## 任务目标 A
请把下方引用文本中的语句「print("=== 电池寿命描述性统计 ===")」译成英文，代码部分保持不变，只翻译其中的中文。

In [None]:
# 1_数据描述分析.ipynb
import numpy as np
import matplotlib.pyplot as plt
from utils import BatteryDataLoader, StatisticalAnalyzer

# 1. 加载数据
folder_path = "data/Battery Data Set/1. BatteryAgingARC-FY08Q4"
lifetimes, initial_capacities = BatteryDataLoader.extract_lifetimes_from_folder(folder_path)

print("=== 电池寿命描述性统计 ===")
print(f"样本数量: {len(lifetimes)}")
print(f"平均寿命: {np.mean(lifetimes):.1f} 次循环")
print(f"寿命标准差: {np.std(lifetimes):.1f}")
print(f"最小寿命: {np.min(lifetimes)} 次循环")
print(f"最大寿命: {np.max(lifetimes)} 次循环")
print(f"中位数: {np.median(lifetimes)} 次循环")


In [None]:

# 2. 绘制直方图
plt.figure(figsize=(12, 5))

plt.subplot(1, 2, 1)
plt.hist(lifetimes, bins=15, edgecolor='black', alpha=0.7)
plt.xlabel('电池寿命（循环次数）', fontsize=12)
plt.ylabel('频数', fontsize=12)
plt.title('电池寿命分布直方图', fontsize=14)
plt.grid(True, alpha=0.3)


In [None]:

# 3. 箱线图
plt.subplot(1, 2, 2)
plt.boxplot(lifetimes, vert=False)
plt.xlabel('电池寿命（循环次数）', fontsize=12)
plt.title('电池寿命箱线图', fontsize=14)
plt.grid(True, alpha=0.3)

plt.tight_layout()
plt.savefig('寿命分布.png', dpi=300, bbox_inches='tight')
plt.show()


In [None]:

# 4. 初始容量分析
print("\n=== 初始容量分析 ===")

## 工作数据

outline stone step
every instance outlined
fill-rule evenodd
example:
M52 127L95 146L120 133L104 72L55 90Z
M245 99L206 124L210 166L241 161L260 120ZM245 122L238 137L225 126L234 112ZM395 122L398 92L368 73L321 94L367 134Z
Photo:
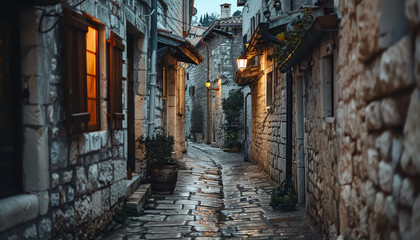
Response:
M140 184L136 191L127 199L125 205L129 208L135 208L141 213L143 206L147 203L152 195L150 183Z
M133 177L130 180L127 180L127 188L125 191L125 197L129 198L140 185L140 174L133 173Z

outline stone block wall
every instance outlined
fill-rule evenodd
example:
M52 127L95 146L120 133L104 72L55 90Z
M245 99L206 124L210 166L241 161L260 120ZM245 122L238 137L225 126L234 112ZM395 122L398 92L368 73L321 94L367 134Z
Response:
M209 46L209 80L212 82L212 88L219 88L219 91L210 91L210 126L209 137L210 142L214 142L216 146L223 147L225 142L224 131L224 114L222 110L222 99L229 96L229 91L241 88L236 85L236 58L239 57L242 51L241 31L235 31L233 39L214 34L214 38L205 43ZM204 138L207 137L207 89L205 82L207 81L207 50L203 44L199 44L198 49L203 56L204 61L198 66L189 66L187 73L189 74L189 81L186 82L188 88L195 87L195 95L187 98L186 104L189 104L189 114L191 114L194 104L201 105L203 109L203 132ZM220 81L219 81L220 79ZM243 92L246 94L248 87ZM188 92L186 93L188 95ZM186 131L189 134L192 116L189 115L189 123L186 124ZM243 110L240 116L240 126L243 126ZM190 126L188 128L188 126ZM243 140L243 128L240 129L239 140Z
M416 239L419 4L364 0L338 1L336 7L342 15L336 115L329 123L305 123L310 132L324 133L308 135L313 146L308 149L313 158L308 212L330 238ZM395 24L384 26L387 21ZM326 151L331 146L339 152ZM331 161L324 162L325 156ZM325 174L337 176L336 181L323 178Z
M23 106L24 194L0 200L1 239L93 238L122 207L126 189L127 121L122 130L107 126L105 40L110 30L126 45L126 22L147 33L138 1L86 1L77 7L103 24L99 31L100 130L69 136L65 125L65 73L61 25L37 32L40 10L21 16L21 73L29 98ZM42 7L62 12L61 6ZM75 9L76 10L76 9ZM54 18L43 18L42 27ZM45 25L45 26L44 26ZM127 52L123 59L126 62ZM123 64L123 110L127 111ZM125 114L125 119L127 115ZM3 214L4 213L4 214Z
M286 177L286 75L275 74L266 52L258 57L264 75L251 88L251 159L272 180L281 183ZM266 106L266 77L273 72L274 101ZM276 78L277 76L277 78Z
M327 46L333 44L335 35L327 34L321 42L317 44L312 51L312 55L305 59L300 66L294 71L294 112L293 124L297 123L296 110L297 105L297 81L298 78L303 78L303 109L304 109L304 156L305 156L305 200L306 210L309 216L317 223L318 227L324 232L328 233L330 238L337 237L338 226L340 225L338 218L339 198L342 194L340 192L340 180L338 168L343 169L352 168L351 165L339 165L338 158L342 152L340 151L341 144L348 144L340 142L339 130L336 128L335 120L340 115L335 112L332 116L326 116L324 113L324 101L327 93L323 88L325 63L323 62L326 56L332 56L337 59L337 48L332 53L327 53ZM308 67L308 63L312 62ZM334 61L334 64L337 61ZM303 71L301 69L304 69ZM330 71L330 70L326 70ZM337 70L334 70L337 73ZM337 74L334 75L334 80L337 81ZM340 89L336 86L334 88L335 99L330 99L334 106L337 106L337 91ZM295 128L296 129L296 128ZM293 136L296 135L293 132ZM293 145L297 145L297 137L293 138ZM354 148L350 144L347 148ZM346 148L346 149L347 149ZM294 147L296 152L296 147ZM345 157L345 156L342 156ZM296 160L296 153L293 154L293 159ZM295 172L293 173L295 174ZM347 178L348 176L343 176ZM297 185L296 185L297 186Z

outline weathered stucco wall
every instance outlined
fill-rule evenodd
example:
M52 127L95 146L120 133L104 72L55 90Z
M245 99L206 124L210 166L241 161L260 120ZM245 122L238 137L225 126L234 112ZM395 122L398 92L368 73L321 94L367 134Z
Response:
M417 1L338 2L339 234L420 234L418 9Z
M211 40L206 40L205 43L209 47L209 80L212 82L212 88L219 88L219 91L210 91L210 125L209 125L209 137L210 142L214 142L217 146L223 147L225 142L225 130L224 130L224 114L222 110L222 99L229 96L229 91L232 89L238 89L235 83L235 69L236 69L236 58L239 57L242 51L242 38L241 31L234 31L234 38L228 38L219 34L213 33L214 37ZM191 86L195 87L195 95L189 96L189 92L186 92L187 96L187 108L188 114L191 115L195 104L201 105L203 110L203 132L204 138L206 139L207 134L207 89L205 82L207 81L207 50L203 44L199 44L198 49L200 54L203 56L204 61L198 65L190 65L187 68L189 74L189 80L186 81L188 89ZM221 79L219 81L219 78ZM247 92L247 87L243 90ZM192 126L192 116L188 119L189 122L186 124L186 132L189 134ZM243 110L240 116L240 126L243 126ZM243 139L243 128L240 129L239 140Z
M39 33L42 12L32 8L20 13L22 86L29 92L23 107L26 194L0 200L0 238L93 238L122 207L126 194L127 121L123 121L122 130L108 129L105 43L112 30L127 45L127 22L147 34L140 14L146 7L137 1L120 3L119 8L111 1L86 1L77 7L103 25L99 30L100 130L75 136L67 135L65 124L63 26L58 24L48 33ZM43 8L62 12L59 4ZM44 17L42 28L52 26L56 20ZM124 113L125 63L121 95Z
M285 75L275 74L273 62L267 59L269 54L270 51L258 56L258 65L264 71L264 75L250 86L251 159L272 180L281 183L286 177L286 80ZM273 104L268 108L266 81L270 72L275 90Z

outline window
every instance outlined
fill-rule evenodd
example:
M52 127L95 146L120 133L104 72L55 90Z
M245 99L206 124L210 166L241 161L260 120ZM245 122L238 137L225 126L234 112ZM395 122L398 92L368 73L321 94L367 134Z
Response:
M323 116L334 116L334 57L322 59L322 106Z
M70 9L63 9L65 27L67 108L66 123L69 134L88 130L90 113L87 107L86 33L85 18Z
M109 98L108 113L111 129L121 129L124 113L122 111L122 54L124 45L122 38L111 31L109 43Z
M88 16L63 9L67 72L67 131L77 134L100 129L99 59L105 52L100 41L101 25ZM102 28L102 27L101 27ZM102 32L103 33L103 32ZM107 40L109 63L109 112L111 129L120 129L122 113L122 39L110 32ZM102 49L102 50L100 50ZM105 66L105 63L103 63ZM104 116L105 117L105 116Z
M185 68L178 70L178 114L185 114Z
M267 73L266 79L266 107L273 105L274 87L273 87L273 72Z
M255 31L255 17L251 18L251 38L252 35L254 35L254 31Z
M190 92L190 96L191 97L194 96L194 94L195 94L195 87L194 86L190 86L189 92Z
M162 67L162 97L166 97L166 68Z
M260 21L261 21L260 16L261 16L261 15L260 15L260 11L258 11L258 12L257 12L257 15L256 15L256 18L257 18L257 20L256 20L256 21L257 21L257 22L256 22L256 24L257 24L257 25L256 25L256 26L258 26L258 24L260 24Z
M99 129L98 29L88 26L86 33L87 110L89 130Z

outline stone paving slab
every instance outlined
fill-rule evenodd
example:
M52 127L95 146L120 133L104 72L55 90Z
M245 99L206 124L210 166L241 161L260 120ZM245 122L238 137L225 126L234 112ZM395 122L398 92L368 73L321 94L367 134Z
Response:
M171 195L153 194L140 217L129 217L107 239L320 239L304 207L269 206L277 187L241 154L189 143ZM102 239L102 238L100 238Z

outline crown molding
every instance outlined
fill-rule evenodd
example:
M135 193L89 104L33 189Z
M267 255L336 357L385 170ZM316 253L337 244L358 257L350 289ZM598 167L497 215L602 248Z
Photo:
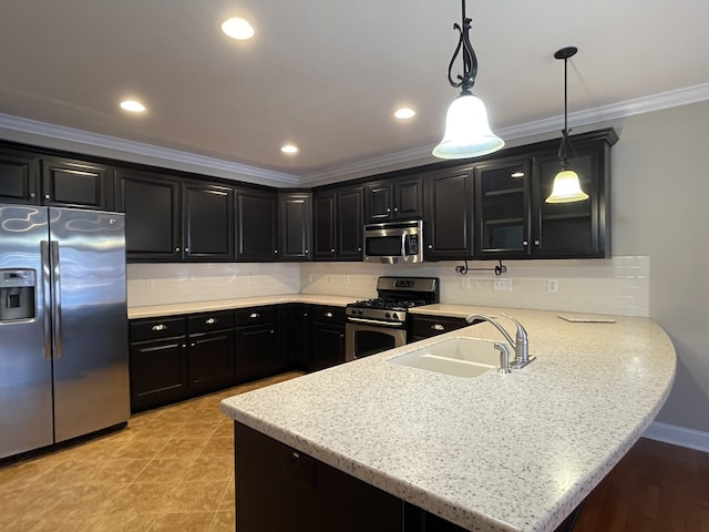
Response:
M53 145L48 147L72 151L81 149L83 153L89 155L111 158L117 157L137 163L153 164L187 172L207 173L210 175L216 173L219 177L269 184L273 186L297 186L299 184L298 176L291 174L273 172L257 166L127 141L115 136L90 133L73 127L48 124L45 122L22 119L9 114L0 113L0 131L10 133L9 140L19 140L29 143L41 140L43 141L42 145L45 145L49 140L50 144ZM21 134L22 137L18 137L17 134ZM59 144L52 141L59 141Z
M578 111L568 114L568 121L575 126L587 124L596 124L598 122L610 121L631 116L634 114L649 113L664 109L677 108L709 100L709 83L701 85L678 89L664 93L653 94L649 96L637 98L618 102L609 105L603 105L586 111ZM497 135L505 141L515 139L524 139L534 135L547 134L561 131L564 126L564 115L552 116L549 119L527 122L511 127L503 127L497 131ZM301 184L315 185L326 182L343 181L349 178L362 177L371 174L377 168L387 167L388 170L397 167L401 170L413 166L413 163L427 164L440 161L431 151L433 144L421 146L404 152L397 152L390 155L368 158L354 163L341 164L332 168L312 172L301 176ZM379 165L379 166L378 166Z
M706 100L709 100L709 83L569 113L568 121L575 126L582 126ZM558 115L504 127L497 131L497 134L506 141L513 141L557 132L563 125L564 116ZM2 113L0 113L0 132L9 134L9 140L19 142L32 143L42 140L42 145L45 145L49 140L53 145L48 147L70 151L81 147L84 153L91 155L117 157L271 186L316 186L439 161L431 155L433 149L431 144L298 176Z

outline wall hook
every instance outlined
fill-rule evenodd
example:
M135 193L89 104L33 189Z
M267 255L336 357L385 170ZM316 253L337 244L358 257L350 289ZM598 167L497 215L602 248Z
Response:
M507 267L502 264L502 258L497 260L500 264L494 268L469 268L467 260L464 260L464 264L460 266L455 266L455 273L461 275L467 275L467 272L494 272L495 275L502 275L507 273Z

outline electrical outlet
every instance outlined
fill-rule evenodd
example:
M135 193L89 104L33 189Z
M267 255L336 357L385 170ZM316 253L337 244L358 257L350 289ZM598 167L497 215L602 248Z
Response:
M492 289L495 291L512 291L512 279L493 279Z

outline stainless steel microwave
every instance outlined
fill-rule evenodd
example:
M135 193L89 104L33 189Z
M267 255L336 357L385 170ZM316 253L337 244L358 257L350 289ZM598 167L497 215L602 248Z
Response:
M423 222L366 225L364 260L387 264L423 262Z

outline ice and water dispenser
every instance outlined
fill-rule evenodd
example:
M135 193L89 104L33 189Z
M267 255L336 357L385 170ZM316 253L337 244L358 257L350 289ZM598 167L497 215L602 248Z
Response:
M34 319L37 274L33 269L0 269L0 324Z

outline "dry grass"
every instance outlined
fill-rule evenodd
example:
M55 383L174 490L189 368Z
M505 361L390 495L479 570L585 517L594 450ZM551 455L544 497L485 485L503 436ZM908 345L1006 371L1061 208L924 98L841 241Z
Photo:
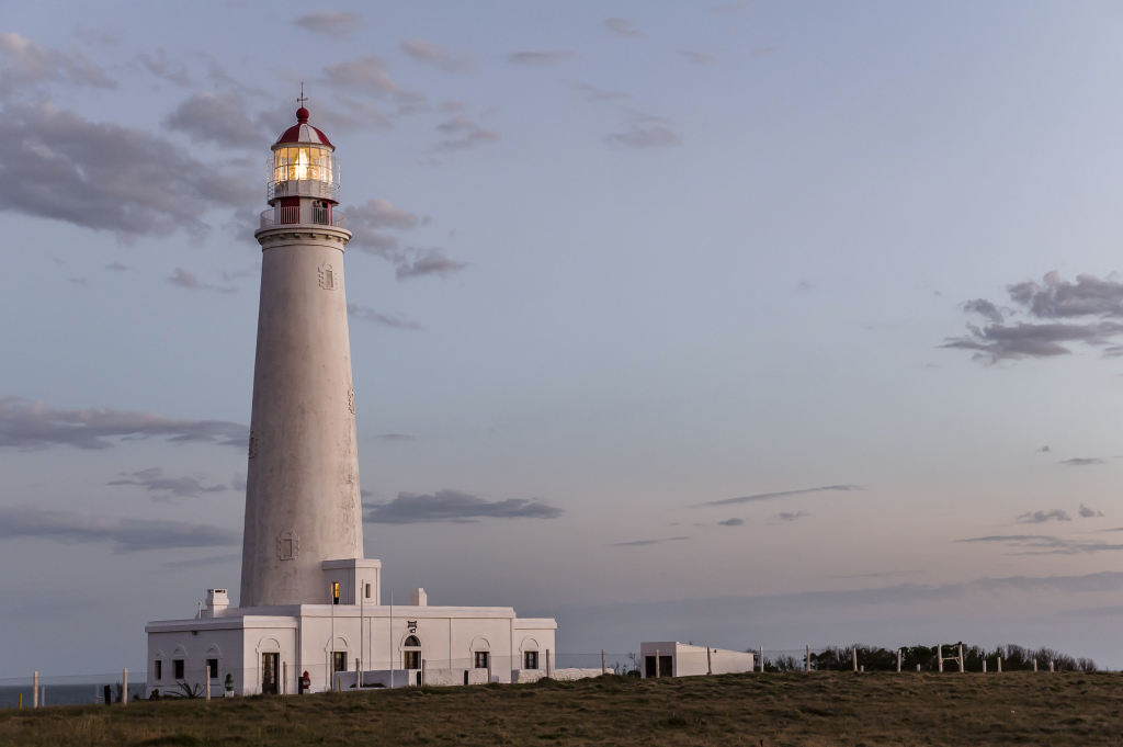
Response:
M1123 674L751 674L0 711L8 745L1116 745Z

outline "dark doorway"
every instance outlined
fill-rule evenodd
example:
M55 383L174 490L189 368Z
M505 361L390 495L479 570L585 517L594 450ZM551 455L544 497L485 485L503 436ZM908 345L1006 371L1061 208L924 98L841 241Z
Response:
M277 694L277 664L280 654L262 654L262 694Z
M669 677L672 675L672 656L660 656L659 657L659 672L655 672L655 657L645 656L643 657L643 676L645 677Z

## 任务目标 B
在上面的清单中找出所有含有字符串“wall”的行，并逐行抄录下来。

## 书面作答 A
print("=== Descriptive Statistics of Battery Lifetime ===")

## 书面作答 B
outline stone block wall
outline weathered stucco wall
outline wall hook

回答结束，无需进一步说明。